EXERCICE COURT 1: Résumez en deux phrases le passage sur la prière.

TEXTE À LIRE:
>>>

2012 12. «Or, en priant, ne parlez pas beaucoup, comme les païens; ils s'imaginent qu'à force de paroles il seront exaucés.» Comme le propre des hypocrites est de se donner en spectacle dans la prière et de n'en attendre d'autre fruit que l'approbation des hommes; ainsi le propre des païens, c'est-à-dire des gentils, est de s'imaginer qu'à force de paroles ils seront exaucés. Et en effet toute abondance de paroles vient des gentils qui s'appliquent plus à exercer leur langue qu'à purifier leur coeur. Ils s'efforcent de transporter dans la prière ce ridicule verbiage, dans l'espoir de fléchir Dieu, et dans la conviction que Dieu se laisse, comme l'homme, séduire par des paroles. «Ne leur ressemblez donc pas,» dite le seul et véritable Maître. «Car votre Père sait de quoi vous avez besoin, avant que vous le lui demandiez.» Si en effet il faut une multitude de paroles pour informer et instruire celui qui ne sait pas, qu'en est-t-il besoin avec Celui qui connaît tout, à qui tout ce qui est parle, par cela seul qu'il est, et se présente comme un fait accompli; à la science et à la sagesse duquel l'avenir n'est point caché; pour qui tout ce qui est passé et 291 tout ce qui passera est immuablement présent?

<<<

EXERCICE COURT 2: Relevez toutes les lignes des entrées qui contiennent le mot « utility ».

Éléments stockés
>>>

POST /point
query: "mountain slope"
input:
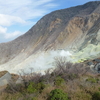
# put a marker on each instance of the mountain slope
(69, 29)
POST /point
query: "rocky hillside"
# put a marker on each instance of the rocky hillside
(69, 29)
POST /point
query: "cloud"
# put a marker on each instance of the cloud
(12, 35)
(7, 20)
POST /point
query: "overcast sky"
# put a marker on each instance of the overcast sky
(18, 16)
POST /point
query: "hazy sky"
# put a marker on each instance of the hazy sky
(18, 16)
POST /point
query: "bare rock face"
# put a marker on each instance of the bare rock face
(71, 28)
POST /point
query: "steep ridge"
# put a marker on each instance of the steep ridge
(69, 29)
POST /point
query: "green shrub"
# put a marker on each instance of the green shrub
(96, 96)
(58, 94)
(59, 81)
(92, 80)
(40, 86)
(31, 87)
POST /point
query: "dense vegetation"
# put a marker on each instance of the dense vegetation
(67, 82)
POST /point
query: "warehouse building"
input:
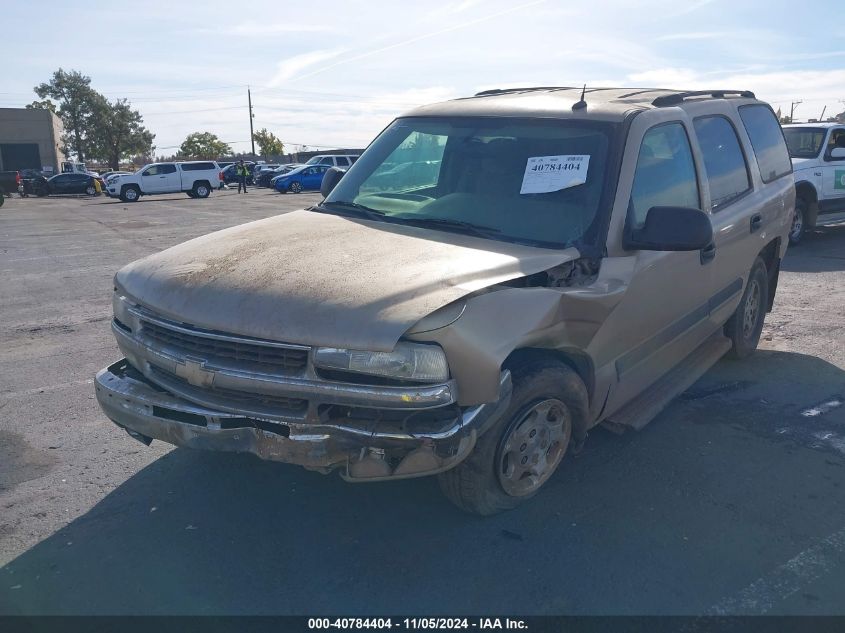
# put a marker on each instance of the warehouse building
(30, 139)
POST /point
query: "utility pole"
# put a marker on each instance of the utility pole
(791, 110)
(251, 115)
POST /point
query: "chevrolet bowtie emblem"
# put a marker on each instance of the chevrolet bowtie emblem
(195, 373)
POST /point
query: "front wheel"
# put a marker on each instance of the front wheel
(746, 323)
(798, 221)
(130, 194)
(519, 454)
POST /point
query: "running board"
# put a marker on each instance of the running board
(645, 407)
(829, 219)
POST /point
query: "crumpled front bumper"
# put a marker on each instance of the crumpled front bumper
(147, 411)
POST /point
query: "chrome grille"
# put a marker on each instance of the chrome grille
(229, 352)
(246, 402)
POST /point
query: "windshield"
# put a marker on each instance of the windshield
(804, 142)
(528, 181)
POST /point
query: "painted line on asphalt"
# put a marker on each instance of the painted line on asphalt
(61, 385)
(822, 408)
(786, 580)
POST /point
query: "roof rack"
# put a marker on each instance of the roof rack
(678, 97)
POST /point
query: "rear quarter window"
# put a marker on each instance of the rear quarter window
(767, 141)
(197, 166)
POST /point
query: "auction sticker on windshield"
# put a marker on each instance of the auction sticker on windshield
(544, 174)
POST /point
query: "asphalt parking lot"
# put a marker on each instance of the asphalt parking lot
(731, 501)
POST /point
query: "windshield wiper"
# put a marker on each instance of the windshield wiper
(360, 209)
(465, 227)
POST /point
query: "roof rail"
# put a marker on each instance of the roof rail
(678, 97)
(500, 91)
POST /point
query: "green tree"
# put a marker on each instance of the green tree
(118, 132)
(268, 143)
(203, 145)
(46, 104)
(77, 101)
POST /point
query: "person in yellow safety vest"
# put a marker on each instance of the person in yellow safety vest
(242, 172)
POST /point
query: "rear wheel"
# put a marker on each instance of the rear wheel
(512, 461)
(746, 323)
(798, 221)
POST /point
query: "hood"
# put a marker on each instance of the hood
(319, 279)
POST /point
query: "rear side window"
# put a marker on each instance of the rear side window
(665, 175)
(727, 172)
(197, 166)
(767, 141)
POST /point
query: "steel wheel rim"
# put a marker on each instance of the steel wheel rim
(797, 223)
(534, 447)
(751, 308)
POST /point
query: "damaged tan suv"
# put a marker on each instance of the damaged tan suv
(492, 278)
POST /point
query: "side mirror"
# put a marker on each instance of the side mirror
(330, 180)
(672, 229)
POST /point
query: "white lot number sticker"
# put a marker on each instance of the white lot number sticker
(544, 174)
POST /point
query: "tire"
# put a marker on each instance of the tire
(799, 221)
(548, 401)
(130, 194)
(746, 323)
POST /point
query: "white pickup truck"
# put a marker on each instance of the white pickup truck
(195, 178)
(818, 162)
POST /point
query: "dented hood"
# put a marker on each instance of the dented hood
(319, 279)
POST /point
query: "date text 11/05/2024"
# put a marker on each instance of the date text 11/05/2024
(417, 623)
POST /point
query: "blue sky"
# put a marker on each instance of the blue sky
(326, 73)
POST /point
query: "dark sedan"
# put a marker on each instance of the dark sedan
(73, 183)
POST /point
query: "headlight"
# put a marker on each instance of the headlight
(407, 361)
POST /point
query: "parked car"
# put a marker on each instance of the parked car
(260, 171)
(818, 158)
(333, 160)
(565, 266)
(305, 178)
(73, 183)
(230, 176)
(195, 178)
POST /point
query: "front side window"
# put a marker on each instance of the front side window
(837, 139)
(665, 173)
(727, 173)
(804, 142)
(538, 182)
(767, 140)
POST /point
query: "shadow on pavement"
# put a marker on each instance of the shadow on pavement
(695, 507)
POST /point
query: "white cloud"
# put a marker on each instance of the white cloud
(289, 67)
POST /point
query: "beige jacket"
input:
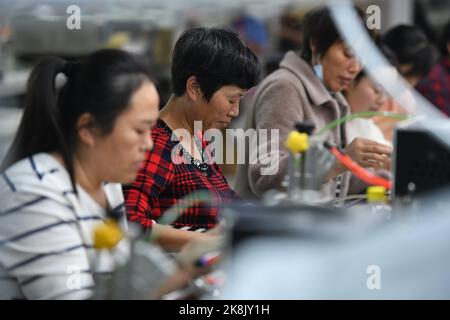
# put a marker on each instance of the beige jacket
(291, 94)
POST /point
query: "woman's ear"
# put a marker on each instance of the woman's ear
(85, 128)
(193, 88)
(315, 55)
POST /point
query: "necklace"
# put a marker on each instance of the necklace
(200, 165)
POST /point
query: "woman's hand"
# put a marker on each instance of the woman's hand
(370, 154)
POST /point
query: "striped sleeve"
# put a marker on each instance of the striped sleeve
(41, 247)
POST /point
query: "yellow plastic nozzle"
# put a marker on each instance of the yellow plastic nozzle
(376, 194)
(107, 235)
(297, 142)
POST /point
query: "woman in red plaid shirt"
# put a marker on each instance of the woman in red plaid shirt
(211, 71)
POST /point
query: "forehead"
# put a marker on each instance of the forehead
(144, 101)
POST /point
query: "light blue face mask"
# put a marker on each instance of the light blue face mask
(318, 70)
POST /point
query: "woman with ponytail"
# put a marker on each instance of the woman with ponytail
(75, 146)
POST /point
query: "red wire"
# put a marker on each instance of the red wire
(363, 174)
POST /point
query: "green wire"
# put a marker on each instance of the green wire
(367, 114)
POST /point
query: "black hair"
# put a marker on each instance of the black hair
(216, 57)
(386, 52)
(320, 30)
(411, 46)
(444, 40)
(101, 85)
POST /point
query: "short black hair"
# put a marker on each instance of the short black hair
(411, 46)
(216, 57)
(386, 52)
(445, 39)
(319, 28)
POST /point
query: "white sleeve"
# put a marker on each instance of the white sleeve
(40, 246)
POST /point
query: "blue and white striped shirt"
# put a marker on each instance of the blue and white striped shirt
(46, 232)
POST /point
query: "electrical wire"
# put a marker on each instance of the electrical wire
(367, 114)
(363, 174)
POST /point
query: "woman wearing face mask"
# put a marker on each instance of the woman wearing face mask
(307, 87)
(365, 95)
(62, 176)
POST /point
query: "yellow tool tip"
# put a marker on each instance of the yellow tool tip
(297, 142)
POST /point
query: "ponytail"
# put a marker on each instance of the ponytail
(101, 85)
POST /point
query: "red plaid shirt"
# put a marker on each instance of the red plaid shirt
(160, 184)
(436, 86)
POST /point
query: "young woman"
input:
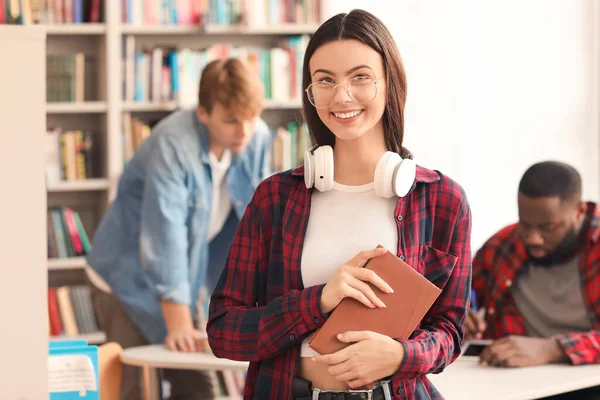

<<<

RÉPONSE RÉDIGÉE 1: Le passage rapproche les hypocrites, qui prient pour se donner en spectacle et obtenir l'approbation des hommes, et les païens, qui s'imaginent être exaucés à force de paroles et croient que Dieu se laisse séduire par des paroles comme l'homme. Il demande de ne pas leur ressembler, car le Père sait de quoi l'on a besoin avant qu'on le lui demande, lui qui connaît tout et à qui l'avenir n'est point caché.

RÉPONSE RÉDIGÉE 2:
query: "utility pole"
# put a marker on each instance of the utility pole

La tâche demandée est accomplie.